Exercise text:
Football competition

The 1983 Polish Super Cup was the first ever Polish Super Cup (which would later be an annual Polish football match played between the reigning winners of the Ekstraklasa and Polish Cup) to be contested.

It was held on 30 July 1983 between the 1982–83 Ekstraklasa champions Lech Poznań and the 1982–83 Polish Cup winners Lechia Gdańsk at the home of the Polish Cup winners Lechia, the Stadion MOSiR in Gdańsk.
Due to this being the inaugural Super Cup, it was both teams first appearance in the competition.

Lechia won 1–0 to win the Super Cup title.

==History==

The idea of a Polish Super Cup came from the annual cup competition held in England between the league champions and the FA Cup winners, with the two teams playing for the FA Community Shield. The first edition was to be held between Szombierki Bytom and Legia Warsaw with the date scheduled to be on 22 June 1980. The fixture however never took place, either due to sporting reasons or geopolitical, social and economic reasons at the time, and the implementation of a Super Cup was not tried again for three years.

The idea was thought of again in 1983 when third division side Lechia Gdańsk unexpectedly won the Polish Cup. Activists of Lechia pushed for the creation of the Super Cup, and with both Lechia and the Champions of Poland, Lech, both having a week available for a game before the start of the following season agreed to hold the inaugural Super Cup competition.

While the game was seen as an entertaining spectacle and was enjoyed by the crowd in Gdańsk, it was not until 1987 when the Polish Football Association with the help of the Gloria Victis Foundation (who helped fund the competition while the cups proceeds went to the foundation), before the Super Cup became an annual competition in Poland.

Exercise 1:
For each statement, say whether it agrees with the text on the 1983 Polish Super Cup above, answering yes or no and quoting the words of the text that decide it. (a) The 1983 match was played in Gdańsk. (b) The first planned edition, between Szombierki Bytom and Legia Warsaw, was played on 22 June 1980. (c) Lechia Gdańsk was a third division side when it won the Polish Cup in 1983.
Exercise 2:
Carry on the text about the 1983 Polish Super Cup, beginning right after its last sentence.

Data under study:

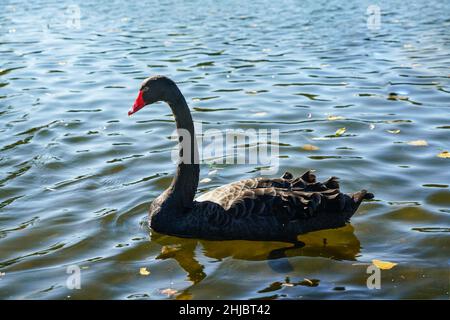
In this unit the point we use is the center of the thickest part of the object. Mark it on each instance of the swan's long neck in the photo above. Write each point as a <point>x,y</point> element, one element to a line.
<point>184,185</point>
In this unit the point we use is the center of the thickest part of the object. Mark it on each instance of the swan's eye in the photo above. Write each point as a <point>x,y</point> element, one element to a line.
<point>139,103</point>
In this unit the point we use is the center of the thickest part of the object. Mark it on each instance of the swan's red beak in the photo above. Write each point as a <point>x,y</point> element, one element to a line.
<point>138,104</point>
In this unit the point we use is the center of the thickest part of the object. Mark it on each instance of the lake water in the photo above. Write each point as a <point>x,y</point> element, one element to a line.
<point>77,174</point>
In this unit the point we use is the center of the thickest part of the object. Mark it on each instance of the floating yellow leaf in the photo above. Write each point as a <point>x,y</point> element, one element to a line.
<point>444,154</point>
<point>340,132</point>
<point>287,284</point>
<point>383,265</point>
<point>169,292</point>
<point>144,271</point>
<point>418,143</point>
<point>310,147</point>
<point>333,118</point>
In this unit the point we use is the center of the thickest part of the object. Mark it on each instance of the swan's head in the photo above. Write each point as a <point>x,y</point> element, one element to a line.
<point>153,89</point>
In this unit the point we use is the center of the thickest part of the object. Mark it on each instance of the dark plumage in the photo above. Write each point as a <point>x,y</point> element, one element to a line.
<point>276,209</point>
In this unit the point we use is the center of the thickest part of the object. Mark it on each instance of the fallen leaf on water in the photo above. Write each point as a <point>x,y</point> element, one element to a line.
<point>310,147</point>
<point>340,132</point>
<point>144,271</point>
<point>383,265</point>
<point>418,143</point>
<point>169,292</point>
<point>287,284</point>
<point>333,118</point>
<point>444,154</point>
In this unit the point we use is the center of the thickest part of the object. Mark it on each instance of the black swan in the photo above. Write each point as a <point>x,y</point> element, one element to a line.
<point>269,209</point>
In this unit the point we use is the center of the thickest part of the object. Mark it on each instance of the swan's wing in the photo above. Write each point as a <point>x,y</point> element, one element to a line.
<point>226,195</point>
<point>263,196</point>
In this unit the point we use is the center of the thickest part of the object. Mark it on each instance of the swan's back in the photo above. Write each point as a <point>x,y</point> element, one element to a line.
<point>273,209</point>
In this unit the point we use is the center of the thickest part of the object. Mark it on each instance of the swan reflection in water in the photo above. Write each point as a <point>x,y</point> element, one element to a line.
<point>337,244</point>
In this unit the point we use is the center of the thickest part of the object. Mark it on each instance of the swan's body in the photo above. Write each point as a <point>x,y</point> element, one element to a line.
<point>276,209</point>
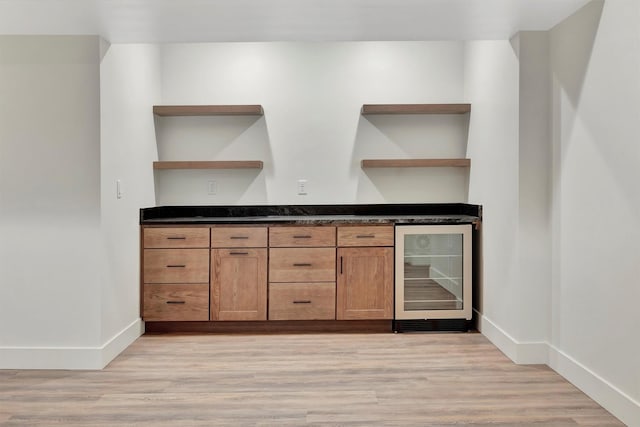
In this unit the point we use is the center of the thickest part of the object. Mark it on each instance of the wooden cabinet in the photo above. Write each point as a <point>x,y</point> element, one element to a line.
<point>238,273</point>
<point>239,237</point>
<point>175,274</point>
<point>302,265</point>
<point>174,237</point>
<point>302,301</point>
<point>253,273</point>
<point>239,284</point>
<point>167,302</point>
<point>302,273</point>
<point>296,237</point>
<point>364,287</point>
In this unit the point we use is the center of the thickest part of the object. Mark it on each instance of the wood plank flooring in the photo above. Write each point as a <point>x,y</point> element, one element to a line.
<point>301,380</point>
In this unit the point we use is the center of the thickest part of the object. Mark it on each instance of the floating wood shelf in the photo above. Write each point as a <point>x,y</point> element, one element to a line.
<point>217,164</point>
<point>208,110</point>
<point>416,108</point>
<point>415,163</point>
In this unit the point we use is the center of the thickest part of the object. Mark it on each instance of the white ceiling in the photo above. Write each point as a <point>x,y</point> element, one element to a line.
<point>126,21</point>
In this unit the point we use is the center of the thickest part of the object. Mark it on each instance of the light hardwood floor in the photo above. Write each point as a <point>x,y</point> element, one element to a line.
<point>301,380</point>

Task answer 1:
(a) Yes: "at the home of the Polish Cup winners Lechia, the Stadion MOSiR in Gdańsk"
(b) No: "The fixture however never took place"
(c) Yes: "third division side Lechia Gdańsk unexpectedly won the Polish Cup"

Task answer 2:
== Match ==
30 July 1983
Lechia Gdańsk 1-0 Lech Poznań
  Lechia Gdańsk: Jerzy Kruszczyński 88'

| GK | POL Tadeusz Fajfer |
| DF | POL Andrzej Marchel |
| DF | POL Lech Kulwicki |
| DF | POL Andrzej Salach |
| DF | POL Dariusz Raczyński |
| MF | POL Aleksander Cybulski |
| MF | POL Jacek Grembocki |
| MF | POL Dariusz Wójtowicz |
| FW | POL Maciej Kaminski |
| FW | POL Jerzy Kruszczyński |
| FW | POL Ryszard Polak |
Manager:
POL Jerzy Jastrzębowski
| GK | POL Jan Szczech |
| DF | POL Henryk Pałka |
| DF | POL Ryszard Kałużyński |
| DF | POL Adam Wilczek |
| DF | POL Jan Mirka |
| MF | POL Andrzej Sliz |
| MF | POL Marcin Żemajtis |
| MF | POL Zbigniew Żurek |
| MF | POL Marian Czernohorski |
| FW | POL Marek Majka |
| FW | POL Marian Brzezoń | |
Substitutes:
| FW | POL Henryk Tkocz | |
Manager:
POL Teodor Wieczorek

==Trophy==
The trophy was funded by the Katowice Daily Sport newspaper and was made by miners from the Szombierki Coal Mine out of a lump of coal. After Lechia won the trophy it was displayed in the club's conference room, due to this also being where the Pomeranian Football Association held their meetings. At some point the trophy was lost, it was not found again until 2014 in a slightly damaged condition and underwent renovation works. Currently the trophy is on display in the Lechia Museum at Stadion Gdańsk.